# SOURCE INFORMATION:
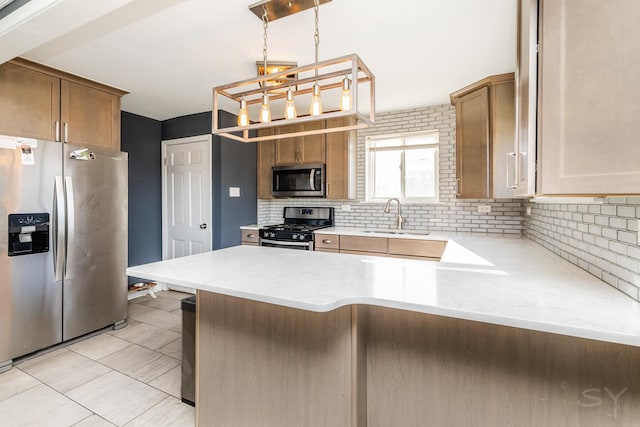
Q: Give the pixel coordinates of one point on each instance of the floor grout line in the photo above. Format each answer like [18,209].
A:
[98,333]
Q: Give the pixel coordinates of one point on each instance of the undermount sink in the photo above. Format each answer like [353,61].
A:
[398,232]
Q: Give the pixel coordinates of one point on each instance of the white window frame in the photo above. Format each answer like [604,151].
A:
[370,164]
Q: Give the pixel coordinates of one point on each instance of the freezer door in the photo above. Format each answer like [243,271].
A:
[30,298]
[95,282]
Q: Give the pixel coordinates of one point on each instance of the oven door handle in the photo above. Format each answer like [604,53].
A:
[312,184]
[285,243]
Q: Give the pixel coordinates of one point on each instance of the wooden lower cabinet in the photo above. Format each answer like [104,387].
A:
[43,103]
[416,248]
[375,245]
[250,237]
[326,243]
[421,249]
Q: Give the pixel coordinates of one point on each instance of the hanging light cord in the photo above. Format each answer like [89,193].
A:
[316,36]
[265,25]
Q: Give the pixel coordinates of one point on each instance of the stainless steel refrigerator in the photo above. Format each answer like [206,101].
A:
[63,243]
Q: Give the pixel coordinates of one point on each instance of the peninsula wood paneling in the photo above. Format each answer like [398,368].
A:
[439,371]
[265,365]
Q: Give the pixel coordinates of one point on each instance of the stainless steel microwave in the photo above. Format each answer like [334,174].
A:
[298,181]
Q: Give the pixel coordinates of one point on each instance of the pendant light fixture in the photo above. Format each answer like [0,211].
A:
[328,90]
[290,112]
[315,109]
[265,110]
[243,114]
[345,99]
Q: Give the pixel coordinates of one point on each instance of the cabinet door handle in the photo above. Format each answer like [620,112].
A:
[510,156]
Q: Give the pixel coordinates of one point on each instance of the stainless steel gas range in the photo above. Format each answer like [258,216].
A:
[297,230]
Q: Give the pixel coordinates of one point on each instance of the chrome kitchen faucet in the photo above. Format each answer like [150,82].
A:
[399,219]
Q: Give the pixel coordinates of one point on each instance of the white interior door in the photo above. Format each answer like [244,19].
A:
[186,192]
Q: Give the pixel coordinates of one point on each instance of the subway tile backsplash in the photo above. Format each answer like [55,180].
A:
[448,215]
[599,238]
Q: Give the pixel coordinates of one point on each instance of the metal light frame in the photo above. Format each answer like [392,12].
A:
[330,74]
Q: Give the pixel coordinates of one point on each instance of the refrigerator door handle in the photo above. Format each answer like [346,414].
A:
[58,227]
[68,181]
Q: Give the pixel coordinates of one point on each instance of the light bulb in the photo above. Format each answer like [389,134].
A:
[316,103]
[290,106]
[243,114]
[265,111]
[345,99]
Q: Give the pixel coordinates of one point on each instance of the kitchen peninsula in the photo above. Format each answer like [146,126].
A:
[500,332]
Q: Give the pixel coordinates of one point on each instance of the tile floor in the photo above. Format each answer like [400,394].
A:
[129,377]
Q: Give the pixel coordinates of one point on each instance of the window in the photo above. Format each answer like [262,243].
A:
[403,166]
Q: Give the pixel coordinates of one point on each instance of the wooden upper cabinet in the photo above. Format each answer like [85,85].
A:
[91,116]
[286,149]
[472,145]
[589,97]
[312,147]
[265,161]
[304,149]
[29,102]
[340,162]
[485,134]
[44,103]
[336,150]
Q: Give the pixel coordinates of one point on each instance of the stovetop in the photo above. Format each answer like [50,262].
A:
[294,227]
[299,224]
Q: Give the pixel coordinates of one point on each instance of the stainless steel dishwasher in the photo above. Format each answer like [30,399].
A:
[188,389]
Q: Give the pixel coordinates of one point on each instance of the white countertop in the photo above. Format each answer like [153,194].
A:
[502,280]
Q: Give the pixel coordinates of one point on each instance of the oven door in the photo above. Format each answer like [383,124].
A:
[305,246]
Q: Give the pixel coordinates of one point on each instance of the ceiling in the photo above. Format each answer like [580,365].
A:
[169,54]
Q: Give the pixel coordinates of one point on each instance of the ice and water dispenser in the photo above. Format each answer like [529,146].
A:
[28,233]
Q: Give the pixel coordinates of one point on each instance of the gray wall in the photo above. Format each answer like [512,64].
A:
[141,139]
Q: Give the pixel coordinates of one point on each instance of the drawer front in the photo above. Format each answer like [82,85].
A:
[326,241]
[333,251]
[363,244]
[418,248]
[362,253]
[250,236]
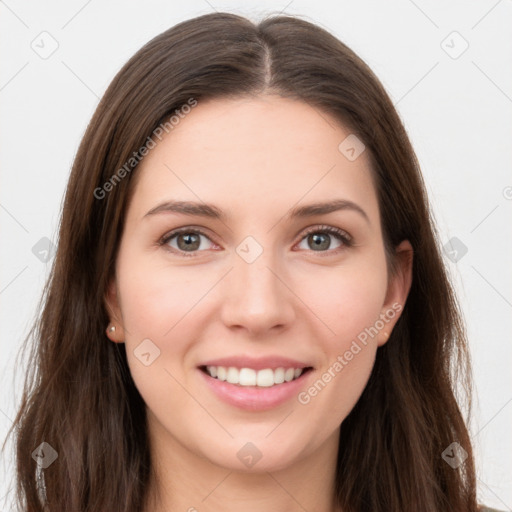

# EXERCISE AIM:
Every record above must be printed exactly, except for its images.

# COMPLETED TASK:
Q: Give the pixel coordinates of one point on each instance of the floor grout line in the photo above. Format each answer like [18,209].
A:
[98,333]
Q: Give the pixel coordinates of one point on each instance of the undermount sink in the photo above. Format each answer like [353,61].
A:
[398,232]
Q: Give the pixel coordinates of one point on each instance of the white window frame in the photo above. Format each answer like [604,151].
A:
[370,164]
Q: Give the pixel coordinates of one point on each instance of the freezer door in the photo above. Format each answer like [243,271].
A:
[30,298]
[95,282]
Q: Give the pixel coordinates of one point on each instance of the oven door handle in the photo above. Format each answer like [604,53].
A:
[312,184]
[285,243]
Q: Give the pixel coordinates of one point on each instance of the wooden lower cabinet in the photo above. Format each answer like [104,387].
A:
[43,103]
[416,248]
[375,245]
[250,237]
[326,243]
[421,249]
Q: Give the pixel coordinates of one point on each instance of the hanging light cord in the photo above. Format each answer like [89,193].
A:
[316,36]
[265,25]
Q: Give the pixel coordinates of one point on each instance of the stainless steel refrigerator in the photo above. Format each answer like [206,101].
A:
[63,243]
Q: Give the pixel coordinates of one point on each instance of the peninsula wood paneling in the photo above. Format each answer like [398,368].
A:
[439,371]
[265,365]
Q: Give the pixel coordinates of one point on each instance of the stainless steel microwave in the photo above. Format each answer like [334,174].
A:
[298,181]
Q: Give the pixel coordinates of one point on each instance of the pendant light fixture in the photo above. Format each answer like [0,211].
A:
[328,90]
[290,112]
[315,109]
[265,110]
[243,114]
[345,99]
Q: Give the pixel coordinates of one point on each instance of the cabinet door handle in the photo above. Format each answer like [620,112].
A:
[510,156]
Q: Give the pixel coordinates of one point on each instance of the stainless steel gas range in the photo above. Format each answer like [258,216].
A:
[297,230]
Q: Give the pixel coordinates of one point on each instance of the chrome kitchen faucet in the photo above. Format each answer like [150,82].
A:
[399,219]
Q: Give the pixel coordinates of one point on each instance of the white interior door in the photo above. Format each answer like [244,19].
A:
[186,192]
Q: Give the pixel coordinates of one point on each instance of the subway tile backsplash in the photo above. Format each answer like [55,180].
A:
[448,215]
[599,238]
Q: Give the pixel coordinates of one point on each instance of the metal light frame in the photo above. Format each answer like [392,12].
A:
[330,74]
Q: Give the pixel coordinates of one point on each instance of the refrigerator door handle in the photo above. Format each answer like [346,414].
A:
[58,227]
[68,181]
Q: Give the pixel coordinates of one point on each instance of the light bulb in the photo above. Format each answer like [389,134].
A:
[316,103]
[290,106]
[243,114]
[265,111]
[345,99]
Q: Give the pixel coordinates of one point on each instance of the kitchen peninsula in the photo above. Format each answer like [146,126].
A:
[500,332]
Q: Give the pixel coordinates of one point on each instance of the tile floor in the photo above. Format each answer like [400,394].
A:
[129,377]
Q: Give the pixel coordinates of one point on each instance of the window in the photo above. Format each answer like [262,243].
A:
[403,166]
Q: Give the pixel coordinates of one point on each instance of the wooden upper cabinet in the photo above. Format each answer like [85,85].
A:
[91,116]
[286,149]
[472,145]
[589,97]
[312,147]
[265,161]
[304,149]
[29,102]
[340,162]
[485,134]
[44,103]
[336,150]
Q: Give the pixel coordinates of one point on each instance of the stovetop in the photo above. Format each answer like [50,262].
A:
[294,227]
[299,224]
Q: Give the pixel coordinates of one point on each instance of the stainless steel dishwasher in the photo above. Format each answer like [30,399].
A:
[188,389]
Q: Give the pixel coordinates of one point on each instance of the white countertop in the photo above. Format each answer like [153,194].
A:
[502,280]
Q: Give the pixel coordinates of one point on each instance of the oven door in the photo above. Format each answer like [383,124].
A:
[305,246]
Q: Give the pixel coordinates of one point on each instance of the ceiling in the photo above. Format each answer like [580,365].
A:
[169,54]
Q: Give the pixel coordinates of one point on each instance of the ice and water dispenser in the photo above. Format each answer like [529,146].
A:
[28,233]
Q: Give the pixel coordinates of one point on each instance of the gray wall in the photo above. Format each answer like [512,64].
A:
[141,139]
Q: Give the pixel coordinates of one point on each instance of the drawer front in the photo above. Format each answer like [82,85].
A:
[326,241]
[333,251]
[363,244]
[418,248]
[362,253]
[250,236]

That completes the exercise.